** Supplied entries **
§
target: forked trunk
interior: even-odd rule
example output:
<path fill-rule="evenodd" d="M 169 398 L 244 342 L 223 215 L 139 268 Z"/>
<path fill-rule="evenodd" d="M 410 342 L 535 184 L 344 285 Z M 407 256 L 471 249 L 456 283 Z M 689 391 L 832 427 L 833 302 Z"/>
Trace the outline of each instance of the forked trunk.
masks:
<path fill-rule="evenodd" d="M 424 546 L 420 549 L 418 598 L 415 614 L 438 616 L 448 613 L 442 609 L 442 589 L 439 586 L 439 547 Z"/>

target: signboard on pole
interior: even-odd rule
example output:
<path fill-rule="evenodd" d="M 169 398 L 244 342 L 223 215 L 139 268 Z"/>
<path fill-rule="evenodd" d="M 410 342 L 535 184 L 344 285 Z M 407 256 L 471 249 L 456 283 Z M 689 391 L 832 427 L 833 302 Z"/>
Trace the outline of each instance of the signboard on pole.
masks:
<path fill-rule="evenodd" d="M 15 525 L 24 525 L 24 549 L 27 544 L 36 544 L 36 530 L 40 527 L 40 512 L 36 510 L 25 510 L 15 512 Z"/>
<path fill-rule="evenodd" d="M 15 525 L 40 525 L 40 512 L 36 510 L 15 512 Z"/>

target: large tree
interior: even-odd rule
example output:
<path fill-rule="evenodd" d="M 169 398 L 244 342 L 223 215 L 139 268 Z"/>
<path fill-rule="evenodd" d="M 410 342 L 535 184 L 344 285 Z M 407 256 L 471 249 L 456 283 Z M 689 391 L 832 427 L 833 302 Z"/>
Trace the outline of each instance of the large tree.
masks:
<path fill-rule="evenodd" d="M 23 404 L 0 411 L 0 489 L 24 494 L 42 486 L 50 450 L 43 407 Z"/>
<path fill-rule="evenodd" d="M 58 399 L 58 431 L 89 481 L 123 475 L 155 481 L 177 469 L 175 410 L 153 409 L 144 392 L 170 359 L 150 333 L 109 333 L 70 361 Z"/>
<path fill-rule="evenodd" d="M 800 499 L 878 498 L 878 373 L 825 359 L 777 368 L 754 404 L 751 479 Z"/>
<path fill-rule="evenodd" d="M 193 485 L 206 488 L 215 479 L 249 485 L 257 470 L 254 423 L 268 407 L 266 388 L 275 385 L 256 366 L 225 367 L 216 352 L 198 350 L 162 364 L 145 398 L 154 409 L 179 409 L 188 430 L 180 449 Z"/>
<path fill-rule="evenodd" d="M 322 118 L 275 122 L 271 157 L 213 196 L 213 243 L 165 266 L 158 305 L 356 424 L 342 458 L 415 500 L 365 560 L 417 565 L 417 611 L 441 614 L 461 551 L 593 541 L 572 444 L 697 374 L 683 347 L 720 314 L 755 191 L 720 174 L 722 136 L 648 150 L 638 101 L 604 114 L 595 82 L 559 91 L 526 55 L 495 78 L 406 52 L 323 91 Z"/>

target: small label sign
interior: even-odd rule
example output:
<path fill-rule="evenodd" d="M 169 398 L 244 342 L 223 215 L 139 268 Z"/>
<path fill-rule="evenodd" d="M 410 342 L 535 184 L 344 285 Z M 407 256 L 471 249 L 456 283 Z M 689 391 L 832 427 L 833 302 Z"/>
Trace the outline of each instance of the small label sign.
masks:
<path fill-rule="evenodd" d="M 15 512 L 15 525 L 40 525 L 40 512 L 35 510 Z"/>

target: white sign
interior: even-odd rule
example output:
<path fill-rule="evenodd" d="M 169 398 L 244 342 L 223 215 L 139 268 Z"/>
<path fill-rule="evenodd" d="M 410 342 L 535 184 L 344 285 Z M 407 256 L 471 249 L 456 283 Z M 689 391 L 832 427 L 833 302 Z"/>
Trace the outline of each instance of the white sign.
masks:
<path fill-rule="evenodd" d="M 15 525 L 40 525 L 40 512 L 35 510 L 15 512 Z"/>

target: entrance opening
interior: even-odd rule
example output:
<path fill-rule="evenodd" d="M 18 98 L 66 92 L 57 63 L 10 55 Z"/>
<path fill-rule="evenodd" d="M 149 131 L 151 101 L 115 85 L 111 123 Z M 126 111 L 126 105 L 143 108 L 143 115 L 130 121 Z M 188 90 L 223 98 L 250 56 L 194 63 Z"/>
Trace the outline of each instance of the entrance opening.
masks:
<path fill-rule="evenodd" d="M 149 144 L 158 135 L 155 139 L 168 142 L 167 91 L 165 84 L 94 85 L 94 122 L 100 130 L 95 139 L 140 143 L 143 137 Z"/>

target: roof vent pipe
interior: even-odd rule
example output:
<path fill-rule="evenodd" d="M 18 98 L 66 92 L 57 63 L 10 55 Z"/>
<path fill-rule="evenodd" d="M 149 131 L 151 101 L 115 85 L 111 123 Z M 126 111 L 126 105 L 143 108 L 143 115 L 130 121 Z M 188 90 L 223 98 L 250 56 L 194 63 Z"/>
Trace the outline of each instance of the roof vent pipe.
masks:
§
** Exercise objective **
Return all of the data above as a JSON array of strings, one string per line, with blank lines omitted.

** Result of the task **
[
  "target: forked trunk",
  "interior: even-odd rule",
  "example output:",
  "<path fill-rule=\"evenodd\" d=\"M 169 398 L 244 342 L 223 215 L 139 268 Z\"/>",
  "<path fill-rule=\"evenodd\" d=\"M 410 342 L 535 184 L 344 285 Z M 407 256 L 471 249 L 456 283 Z M 689 391 L 832 427 L 833 302 Z\"/>",
  "Trace the outline of each instance of the forked trunk.",
  "masks:",
  "<path fill-rule=\"evenodd\" d=\"M 424 546 L 420 549 L 418 598 L 415 614 L 438 616 L 448 613 L 442 609 L 442 589 L 439 586 L 439 547 Z\"/>",
  "target: signboard on pole",
  "interior: even-odd rule",
  "example output:",
  "<path fill-rule=\"evenodd\" d=\"M 169 398 L 244 342 L 223 215 L 139 268 Z\"/>",
  "<path fill-rule=\"evenodd\" d=\"M 410 342 L 535 184 L 344 285 Z M 407 256 L 471 249 L 456 283 Z M 689 391 L 832 427 L 833 302 Z\"/>",
  "Trace the outline of each instance of the signboard on pole.",
  "masks:",
  "<path fill-rule=\"evenodd\" d=\"M 15 525 L 24 525 L 24 549 L 27 544 L 36 544 L 36 530 L 40 527 L 40 512 L 36 510 L 25 510 L 15 512 Z\"/>",
  "<path fill-rule=\"evenodd\" d=\"M 15 525 L 40 525 L 40 512 L 36 510 L 15 512 Z\"/>",
  "target: large tree",
  "interior: even-odd rule",
  "example output:",
  "<path fill-rule=\"evenodd\" d=\"M 169 398 L 244 342 L 223 215 L 139 268 Z\"/>",
  "<path fill-rule=\"evenodd\" d=\"M 410 342 L 535 184 L 344 285 Z M 407 256 L 471 249 L 456 283 Z M 689 391 L 832 427 L 833 302 Z\"/>",
  "Trace the outline of each instance of the large tree.",
  "masks:",
  "<path fill-rule=\"evenodd\" d=\"M 23 404 L 0 411 L 0 489 L 24 494 L 42 486 L 50 450 L 43 407 Z\"/>",
  "<path fill-rule=\"evenodd\" d=\"M 58 399 L 58 431 L 89 481 L 123 475 L 155 481 L 177 469 L 175 410 L 153 409 L 144 392 L 170 359 L 150 333 L 109 333 L 70 361 Z\"/>",
  "<path fill-rule=\"evenodd\" d=\"M 800 499 L 878 498 L 878 373 L 825 359 L 777 368 L 754 404 L 751 479 Z\"/>",
  "<path fill-rule=\"evenodd\" d=\"M 193 485 L 206 488 L 215 479 L 249 485 L 257 470 L 254 423 L 268 407 L 266 388 L 275 385 L 256 366 L 225 367 L 216 352 L 198 350 L 162 364 L 145 398 L 154 409 L 179 409 L 188 430 L 180 449 Z\"/>",
  "<path fill-rule=\"evenodd\" d=\"M 322 118 L 275 122 L 271 157 L 213 196 L 213 243 L 165 266 L 158 305 L 356 424 L 342 458 L 415 500 L 365 560 L 417 565 L 417 611 L 441 614 L 461 551 L 593 541 L 572 444 L 697 374 L 683 347 L 720 314 L 755 191 L 720 174 L 722 136 L 648 150 L 638 101 L 604 114 L 595 82 L 559 91 L 526 55 L 495 78 L 406 52 L 323 91 Z\"/>",
  "target: small label sign",
  "interior: even-odd rule",
  "example output:",
  "<path fill-rule=\"evenodd\" d=\"M 169 398 L 244 342 L 223 215 L 139 268 Z\"/>",
  "<path fill-rule=\"evenodd\" d=\"M 410 342 L 535 184 L 344 285 Z M 407 256 L 471 249 L 456 283 Z M 689 391 L 832 427 L 833 302 Z\"/>",
  "Trace the outline of each instance of the small label sign.",
  "masks:",
  "<path fill-rule=\"evenodd\" d=\"M 15 512 L 15 525 L 40 525 L 40 512 L 35 510 Z\"/>",
  "target: white sign",
  "interior: even-odd rule",
  "example output:",
  "<path fill-rule=\"evenodd\" d=\"M 169 398 L 244 342 L 223 215 L 139 268 Z\"/>",
  "<path fill-rule=\"evenodd\" d=\"M 410 342 L 535 184 L 344 285 Z M 407 256 L 471 249 L 456 283 Z M 689 391 L 832 427 L 833 302 Z\"/>",
  "Trace the outline of each instance of the white sign.",
  "masks:",
  "<path fill-rule=\"evenodd\" d=\"M 15 525 L 40 525 L 40 512 L 35 510 L 15 512 Z\"/>",
  "target: entrance opening",
  "interior: even-odd rule",
  "example output:",
  "<path fill-rule=\"evenodd\" d=\"M 18 98 L 66 92 L 57 63 L 10 55 Z\"/>",
  "<path fill-rule=\"evenodd\" d=\"M 149 131 L 151 101 L 115 85 L 111 123 Z M 126 111 L 126 105 L 143 108 L 143 115 L 130 121 Z M 188 90 L 223 98 L 250 56 L 194 63 Z\"/>",
  "Trace the outline of each instance of the entrance opening.",
  "masks:",
  "<path fill-rule=\"evenodd\" d=\"M 149 144 L 158 135 L 155 139 L 168 142 L 167 91 L 165 84 L 94 85 L 94 122 L 100 130 L 95 139 L 140 143 L 143 137 Z\"/>",
  "target: roof vent pipe",
  "interior: even-odd rule",
  "example output:",
  "<path fill-rule=\"evenodd\" d=\"M 18 98 L 66 92 L 57 63 L 10 55 Z\"/>",
  "<path fill-rule=\"evenodd\" d=\"M 149 131 L 151 101 L 115 85 L 111 123 Z M 126 111 L 126 105 L 143 108 L 143 115 L 130 121 Z M 188 90 L 223 98 L 250 56 L 194 63 Z\"/>",
  "Trace the outline of each instance of the roof vent pipe.",
  "masks:"
]